----- RECORDED INFORMATION -----

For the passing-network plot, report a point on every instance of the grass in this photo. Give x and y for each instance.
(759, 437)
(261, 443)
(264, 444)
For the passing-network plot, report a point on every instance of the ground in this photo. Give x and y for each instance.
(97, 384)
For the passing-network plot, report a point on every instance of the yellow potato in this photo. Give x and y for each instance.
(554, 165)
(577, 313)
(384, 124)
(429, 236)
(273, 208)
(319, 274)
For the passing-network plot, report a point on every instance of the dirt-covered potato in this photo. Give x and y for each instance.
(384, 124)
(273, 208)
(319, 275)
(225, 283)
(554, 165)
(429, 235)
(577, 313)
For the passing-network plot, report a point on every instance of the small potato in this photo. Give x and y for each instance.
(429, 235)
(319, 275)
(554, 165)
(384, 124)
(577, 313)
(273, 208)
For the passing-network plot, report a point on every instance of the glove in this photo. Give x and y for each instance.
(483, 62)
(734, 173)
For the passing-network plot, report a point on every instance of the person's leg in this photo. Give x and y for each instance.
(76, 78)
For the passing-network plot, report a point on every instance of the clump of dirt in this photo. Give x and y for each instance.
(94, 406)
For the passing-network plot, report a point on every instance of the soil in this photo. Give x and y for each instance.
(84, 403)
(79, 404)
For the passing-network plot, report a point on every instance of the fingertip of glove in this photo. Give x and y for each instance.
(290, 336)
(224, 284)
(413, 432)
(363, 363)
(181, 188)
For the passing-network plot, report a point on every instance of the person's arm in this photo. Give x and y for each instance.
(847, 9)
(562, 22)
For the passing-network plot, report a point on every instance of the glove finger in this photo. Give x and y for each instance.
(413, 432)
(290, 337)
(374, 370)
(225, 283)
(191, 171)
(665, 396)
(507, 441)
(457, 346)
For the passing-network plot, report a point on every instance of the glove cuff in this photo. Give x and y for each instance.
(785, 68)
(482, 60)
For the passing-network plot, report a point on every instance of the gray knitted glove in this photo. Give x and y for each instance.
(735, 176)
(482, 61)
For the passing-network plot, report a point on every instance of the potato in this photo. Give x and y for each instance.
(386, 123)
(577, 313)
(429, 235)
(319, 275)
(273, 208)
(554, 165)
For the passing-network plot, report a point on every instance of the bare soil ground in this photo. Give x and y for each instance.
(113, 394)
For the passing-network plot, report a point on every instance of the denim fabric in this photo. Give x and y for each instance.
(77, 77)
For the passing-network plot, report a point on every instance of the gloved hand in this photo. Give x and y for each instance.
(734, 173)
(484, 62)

-----

*DIRECTION*
Transcribe the records above exactly as they appear.

*TASK SOLUTION*
For the passing-network plot, report a point on every instance of the grass in this photo. Give x and y for each instance.
(759, 437)
(261, 443)
(264, 444)
For the passing-network plot, report a point on every instance of the ground in this photo. Give x and y for each instance.
(97, 384)
For the passing-network plot, report a point on every instance of the yellow potato in this photo. Give x and y for each instance.
(554, 165)
(577, 313)
(384, 124)
(429, 236)
(273, 208)
(319, 274)
For the passing-network plot, report a point on every instance of the dirt-covered potato in this photo. Give x and y for each instance.
(384, 124)
(273, 208)
(319, 275)
(225, 283)
(554, 165)
(429, 235)
(577, 313)
For the passing-network plot, report a point on every instance of the small potato in this photo. Give x and y for each instance.
(429, 235)
(319, 275)
(554, 165)
(384, 124)
(577, 313)
(273, 208)
For the passing-network plot, report a point on every instance of the glove in this photo. Give x and y for each instance.
(483, 62)
(734, 173)
For the passing-network plot, report a point on every instance of the person's leg in this photo. Give x and y for each instance.
(76, 78)
For the passing-network plot, report a point on every instance of the clump of dirt in this photo. Give x and y for each instance.
(94, 406)
For the passing-network plot, report a point on every instance of the soil in this photo. Give x and y for each instance.
(84, 403)
(79, 404)
For the passing-network plot, report a point on every instance of the fingertip of glove in this photo. Give x and y for each instance.
(290, 336)
(224, 284)
(413, 432)
(363, 363)
(181, 188)
For the passing-network plot, report a point on every instance of the person's arm in this photo. Give x and y for each instance.
(847, 9)
(562, 22)
For the passing-network plot, report a point on every instance of the glove finger in this photo. Give x and y for each instance.
(413, 432)
(290, 337)
(374, 370)
(225, 283)
(191, 171)
(665, 396)
(507, 441)
(457, 346)
For the passing-network plot, report a point on every instance of the glove cuff in this photo. Give x and y for each instance.
(785, 68)
(482, 60)
For the passing-network plot, report a point on every instance of the gray knitted glove in this photo. Give x and y for each instance.
(735, 176)
(482, 61)
For the passing-network plot, report a point on every instance of the potato in this photo. Give x and y for each instance.
(386, 123)
(577, 313)
(429, 235)
(319, 275)
(273, 208)
(554, 165)
For the passing-network plot, report a point on every instance of the bare soil ground in this photo. Give x and y for each instance.
(113, 394)
For the passing-network plot, report a point on every instance of the denim fabric in this photo. Give x and y for each instance.
(77, 77)
For the passing-network plot, report a point on every instance of the gloved hand in this photo. Give x and y for each instance.
(734, 173)
(484, 62)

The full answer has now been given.